----- Data for the task

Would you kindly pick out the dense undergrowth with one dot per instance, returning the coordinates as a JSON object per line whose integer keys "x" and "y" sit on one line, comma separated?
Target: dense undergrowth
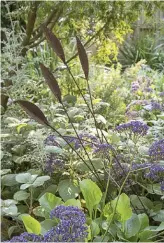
{"x": 89, "y": 166}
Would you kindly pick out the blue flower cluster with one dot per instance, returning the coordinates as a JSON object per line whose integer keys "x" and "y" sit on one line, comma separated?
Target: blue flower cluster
{"x": 135, "y": 86}
{"x": 84, "y": 138}
{"x": 26, "y": 237}
{"x": 136, "y": 127}
{"x": 51, "y": 140}
{"x": 71, "y": 227}
{"x": 54, "y": 163}
{"x": 155, "y": 106}
{"x": 156, "y": 151}
{"x": 161, "y": 94}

----------

■ To be done:
Rewrite all the rows above, replacing "Target" with "Object" wherever it occurs and changing nothing else. Please omit the pictures from your answer.

■ Reply to the exercise:
Would you kindly pick out the dense undergrowth with one dot per instance, returning the coordinates as a JSON object per line whose integer keys "x" and "y" sit on one line, comma separated?
Object: dense undergrowth
{"x": 89, "y": 166}
Would you kindly pick out the blue flower cluster with one dot per instance, returning the coordinates as a JSON object per line whose integer keys "x" and "y" sit on one line, comma separated?
Object: blue flower cluster
{"x": 135, "y": 86}
{"x": 84, "y": 138}
{"x": 26, "y": 237}
{"x": 136, "y": 127}
{"x": 51, "y": 140}
{"x": 71, "y": 227}
{"x": 54, "y": 163}
{"x": 155, "y": 106}
{"x": 156, "y": 151}
{"x": 161, "y": 94}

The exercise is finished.